WORK REQUIRED -
Change every "split by" in the data below to "separated by", keep everything else the same, and leave out the pictures.

════════════════════

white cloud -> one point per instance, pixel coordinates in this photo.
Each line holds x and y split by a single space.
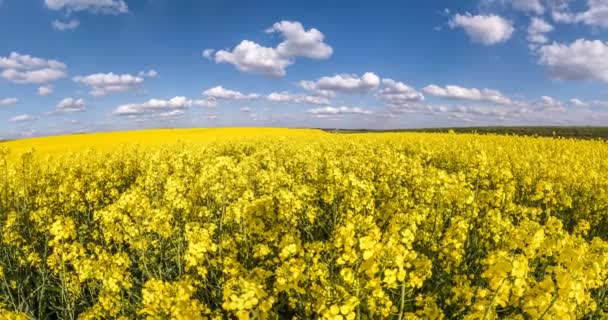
471 94
300 42
595 15
346 83
398 93
71 105
220 92
106 83
8 101
580 60
534 6
45 90
22 118
335 111
249 56
150 73
96 6
484 29
23 69
62 26
171 114
285 97
204 103
537 29
208 53
586 104
160 106
547 103
578 103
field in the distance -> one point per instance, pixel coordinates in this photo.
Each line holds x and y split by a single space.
303 224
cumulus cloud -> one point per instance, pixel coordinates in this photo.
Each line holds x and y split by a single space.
161 107
220 93
20 68
484 29
587 104
533 6
21 118
68 105
63 26
95 6
579 103
249 56
208 53
580 60
102 84
547 103
345 83
8 101
45 90
150 73
337 111
537 30
300 42
285 97
398 93
153 105
171 114
596 14
471 94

════════════════════

SOLVED PROBLEM -
white cloud -> one point per instance, pixel coordinates in this photo.
Each line holds x and y separated by a single space.
471 94
300 42
595 15
346 83
398 93
71 105
220 92
106 83
8 101
580 60
534 6
45 90
22 118
335 111
249 56
150 73
96 6
484 29
23 69
62 26
171 114
285 97
204 103
537 29
208 53
586 104
160 106
547 103
578 103
field in the distance -> one point per instance, pixel coordinates in this photo.
Each line holds x and y separated by a single space.
303 224
cumulus cloud -> one point per instance, pixel coordinates in this photo.
Each line holds x and y separated by a single space.
161 107
220 93
20 68
484 29
587 104
533 6
21 118
68 105
63 26
95 6
579 103
249 56
208 53
580 60
102 84
547 103
345 83
8 101
45 90
150 73
337 111
537 30
300 42
285 97
398 93
153 105
171 114
596 14
471 94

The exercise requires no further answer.